Source text:
Where in the patchkit does it get reenabled?

-Andi

> + (hwc->flags & PERF_X86_EVENT_AUTO_RELOAD) &&
> + !(event->attr.sample_type & ~PEBS_FREERUNNING_FLAGS)) {
> + threshold = ds->pebs_absolute_maximum -
> + x86_pmu.max_pebs_events * x86_pmu.pebs_record_size;
> + } else {
> + threshold = ds->pebs_buffer_base + x86_pmu.pebs_record_size;
> + }
> + if (first_pebs || ds->pebs_interrupt_threshold > threshold)
> + ds->pebs_interrupt_threshold = threshold;

2014-07-23 00:59:09

by Yan, Zheng

[permalink] [raw]
Subject: Re: [PATCH v3 5/9] perf, x86: large PEBS interrupt threshold

On 07/23/2014 12:16 AM, Andi Kleen wrote:
>> + /*
>> + * When the event is constrained enough we can use a larger
>> + * threshold and run the event with less frequent PMI.
>> + */
>> + if (0 && /* disable this temporarily */
>
> Where in the patchkit does it get reenabled?

Records:
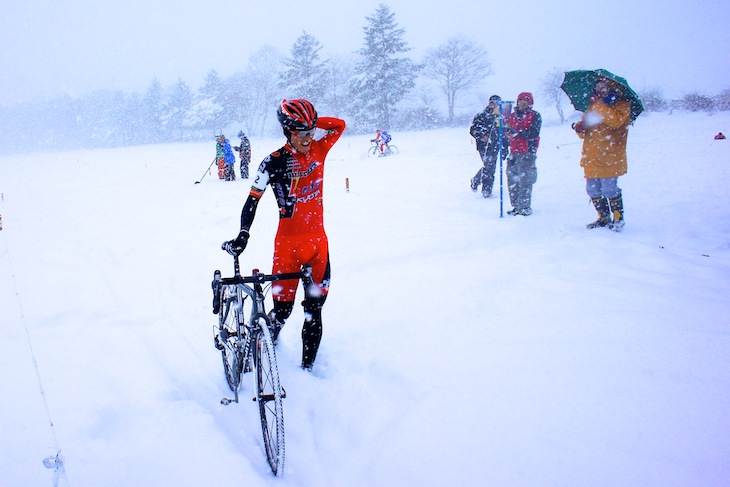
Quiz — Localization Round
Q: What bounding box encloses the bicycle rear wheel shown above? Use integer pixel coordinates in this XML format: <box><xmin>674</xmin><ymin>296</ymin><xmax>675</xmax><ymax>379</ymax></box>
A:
<box><xmin>216</xmin><ymin>287</ymin><xmax>243</xmax><ymax>392</ymax></box>
<box><xmin>254</xmin><ymin>314</ymin><xmax>284</xmax><ymax>475</ymax></box>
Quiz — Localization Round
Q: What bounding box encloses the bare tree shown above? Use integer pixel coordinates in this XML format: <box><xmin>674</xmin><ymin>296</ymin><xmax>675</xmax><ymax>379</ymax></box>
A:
<box><xmin>540</xmin><ymin>68</ymin><xmax>567</xmax><ymax>125</ymax></box>
<box><xmin>245</xmin><ymin>45</ymin><xmax>284</xmax><ymax>135</ymax></box>
<box><xmin>322</xmin><ymin>56</ymin><xmax>355</xmax><ymax>118</ymax></box>
<box><xmin>423</xmin><ymin>36</ymin><xmax>492</xmax><ymax>124</ymax></box>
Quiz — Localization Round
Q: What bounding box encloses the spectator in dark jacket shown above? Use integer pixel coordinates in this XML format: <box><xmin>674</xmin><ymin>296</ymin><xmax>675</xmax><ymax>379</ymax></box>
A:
<box><xmin>469</xmin><ymin>95</ymin><xmax>509</xmax><ymax>198</ymax></box>
<box><xmin>507</xmin><ymin>92</ymin><xmax>542</xmax><ymax>216</ymax></box>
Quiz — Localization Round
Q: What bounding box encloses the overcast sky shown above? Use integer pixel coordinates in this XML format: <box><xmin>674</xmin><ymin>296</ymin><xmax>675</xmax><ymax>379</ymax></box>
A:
<box><xmin>0</xmin><ymin>0</ymin><xmax>730</xmax><ymax>108</ymax></box>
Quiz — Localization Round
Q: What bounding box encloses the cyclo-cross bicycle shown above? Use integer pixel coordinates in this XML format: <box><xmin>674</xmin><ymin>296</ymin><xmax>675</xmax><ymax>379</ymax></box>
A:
<box><xmin>368</xmin><ymin>140</ymin><xmax>398</xmax><ymax>157</ymax></box>
<box><xmin>212</xmin><ymin>255</ymin><xmax>312</xmax><ymax>475</ymax></box>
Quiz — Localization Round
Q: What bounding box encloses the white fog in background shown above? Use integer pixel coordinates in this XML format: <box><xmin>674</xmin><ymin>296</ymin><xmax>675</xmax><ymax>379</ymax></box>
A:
<box><xmin>0</xmin><ymin>0</ymin><xmax>730</xmax><ymax>107</ymax></box>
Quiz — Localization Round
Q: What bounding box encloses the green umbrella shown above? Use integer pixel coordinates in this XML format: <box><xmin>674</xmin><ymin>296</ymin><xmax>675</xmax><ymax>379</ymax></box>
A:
<box><xmin>560</xmin><ymin>69</ymin><xmax>644</xmax><ymax>123</ymax></box>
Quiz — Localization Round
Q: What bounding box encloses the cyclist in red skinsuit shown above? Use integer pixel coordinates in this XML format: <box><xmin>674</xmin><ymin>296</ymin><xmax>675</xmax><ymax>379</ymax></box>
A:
<box><xmin>223</xmin><ymin>100</ymin><xmax>345</xmax><ymax>370</ymax></box>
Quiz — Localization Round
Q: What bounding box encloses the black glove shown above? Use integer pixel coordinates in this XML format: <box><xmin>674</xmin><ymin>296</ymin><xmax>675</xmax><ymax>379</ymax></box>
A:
<box><xmin>221</xmin><ymin>230</ymin><xmax>248</xmax><ymax>255</ymax></box>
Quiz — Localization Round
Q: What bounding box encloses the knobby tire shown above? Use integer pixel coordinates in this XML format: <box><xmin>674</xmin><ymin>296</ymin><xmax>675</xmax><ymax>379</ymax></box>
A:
<box><xmin>254</xmin><ymin>314</ymin><xmax>284</xmax><ymax>476</ymax></box>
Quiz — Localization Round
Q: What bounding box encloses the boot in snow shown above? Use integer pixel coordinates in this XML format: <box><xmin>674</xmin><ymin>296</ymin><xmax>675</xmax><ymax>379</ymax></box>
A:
<box><xmin>586</xmin><ymin>196</ymin><xmax>611</xmax><ymax>230</ymax></box>
<box><xmin>608</xmin><ymin>195</ymin><xmax>626</xmax><ymax>232</ymax></box>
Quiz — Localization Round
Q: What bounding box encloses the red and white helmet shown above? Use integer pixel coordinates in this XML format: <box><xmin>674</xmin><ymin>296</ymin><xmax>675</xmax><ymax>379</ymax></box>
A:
<box><xmin>276</xmin><ymin>98</ymin><xmax>317</xmax><ymax>130</ymax></box>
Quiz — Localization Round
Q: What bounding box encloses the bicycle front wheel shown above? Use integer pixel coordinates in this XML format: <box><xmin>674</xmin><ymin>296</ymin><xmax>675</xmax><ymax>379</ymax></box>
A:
<box><xmin>216</xmin><ymin>287</ymin><xmax>243</xmax><ymax>392</ymax></box>
<box><xmin>254</xmin><ymin>314</ymin><xmax>284</xmax><ymax>475</ymax></box>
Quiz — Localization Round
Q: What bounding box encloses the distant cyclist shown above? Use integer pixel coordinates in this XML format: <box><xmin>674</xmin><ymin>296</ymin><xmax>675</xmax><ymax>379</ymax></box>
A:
<box><xmin>224</xmin><ymin>99</ymin><xmax>345</xmax><ymax>370</ymax></box>
<box><xmin>370</xmin><ymin>130</ymin><xmax>393</xmax><ymax>156</ymax></box>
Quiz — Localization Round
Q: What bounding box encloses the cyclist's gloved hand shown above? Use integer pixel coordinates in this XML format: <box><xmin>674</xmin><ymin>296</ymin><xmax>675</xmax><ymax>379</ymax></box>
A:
<box><xmin>221</xmin><ymin>230</ymin><xmax>248</xmax><ymax>255</ymax></box>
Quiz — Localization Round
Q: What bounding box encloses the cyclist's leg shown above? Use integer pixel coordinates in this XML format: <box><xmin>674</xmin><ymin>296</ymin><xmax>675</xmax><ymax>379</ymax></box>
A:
<box><xmin>269</xmin><ymin>299</ymin><xmax>294</xmax><ymax>345</ymax></box>
<box><xmin>302</xmin><ymin>252</ymin><xmax>330</xmax><ymax>369</ymax></box>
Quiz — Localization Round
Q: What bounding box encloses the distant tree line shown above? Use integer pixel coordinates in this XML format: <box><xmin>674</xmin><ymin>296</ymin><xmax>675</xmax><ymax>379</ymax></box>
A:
<box><xmin>0</xmin><ymin>4</ymin><xmax>491</xmax><ymax>153</ymax></box>
<box><xmin>0</xmin><ymin>4</ymin><xmax>730</xmax><ymax>154</ymax></box>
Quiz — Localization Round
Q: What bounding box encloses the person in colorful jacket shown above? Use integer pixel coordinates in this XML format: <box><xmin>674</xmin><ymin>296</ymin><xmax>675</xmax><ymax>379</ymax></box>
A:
<box><xmin>370</xmin><ymin>129</ymin><xmax>393</xmax><ymax>156</ymax></box>
<box><xmin>233</xmin><ymin>130</ymin><xmax>251</xmax><ymax>179</ymax></box>
<box><xmin>215</xmin><ymin>134</ymin><xmax>236</xmax><ymax>181</ymax></box>
<box><xmin>469</xmin><ymin>95</ymin><xmax>509</xmax><ymax>198</ymax></box>
<box><xmin>223</xmin><ymin>99</ymin><xmax>345</xmax><ymax>370</ymax></box>
<box><xmin>506</xmin><ymin>92</ymin><xmax>542</xmax><ymax>216</ymax></box>
<box><xmin>573</xmin><ymin>78</ymin><xmax>631</xmax><ymax>231</ymax></box>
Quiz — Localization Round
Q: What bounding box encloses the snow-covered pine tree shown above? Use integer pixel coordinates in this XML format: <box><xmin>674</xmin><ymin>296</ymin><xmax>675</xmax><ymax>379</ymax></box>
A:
<box><xmin>281</xmin><ymin>32</ymin><xmax>327</xmax><ymax>107</ymax></box>
<box><xmin>350</xmin><ymin>3</ymin><xmax>419</xmax><ymax>130</ymax></box>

Exercise set:
1 - List every field that the patch code in the mailing-list excerpt accesses through ds.
2 - Recast as a short list the code block in the mailing-list excerpt that begins "+ (hwc->flags & PERF_X86_EVENT_AUTO_RELOAD)", keeping its main logic.

Exercise responses:
1 - pebs_absolute_maximum, pebs_buffer_base, pebs_interrupt_threshold

2 -
- In the branch where hwc->flags includes PERF_X86_EVENT_AUTO_RELOAD and event->attr.sample_type has no bits outside PEBS_FREERUNNING_FLAGS, threshold is ds->pebs_absolute_maximum minus x86_pmu.max_pebs_events times x86_pmu.pebs_record_size.
- Otherwise, threshold is ds->pebs_buffer_base plus x86_pmu.pebs_record_size.
- If first_pebs is true or ds->pebs_interrupt_threshold is greater than threshold, ds->pebs_interrupt_threshold is set to threshold.